Referring expression pointing data
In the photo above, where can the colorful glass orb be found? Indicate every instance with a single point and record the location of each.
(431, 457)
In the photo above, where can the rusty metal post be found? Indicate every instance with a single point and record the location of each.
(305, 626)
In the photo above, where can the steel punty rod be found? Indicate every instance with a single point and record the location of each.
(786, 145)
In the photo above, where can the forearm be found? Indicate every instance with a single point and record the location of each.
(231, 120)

What the task asks
Without skipping anything, transcribe every line above exactly.

Response to the exercise
In the photo above, where can the colorful glass orb be found? Indicate every instance with a single point and record the location of each.
(431, 457)
In the photo above, where can the rusty metal post be found? Indicate every instance with a single point and record the location of each.
(305, 626)
In the photo above, where can the steel punty rod be found? Indicate every instance with a single point and record the location of each.
(786, 145)
In the photo above, where can the forearm be found? Indicate every instance with a single point and record the location of each.
(231, 120)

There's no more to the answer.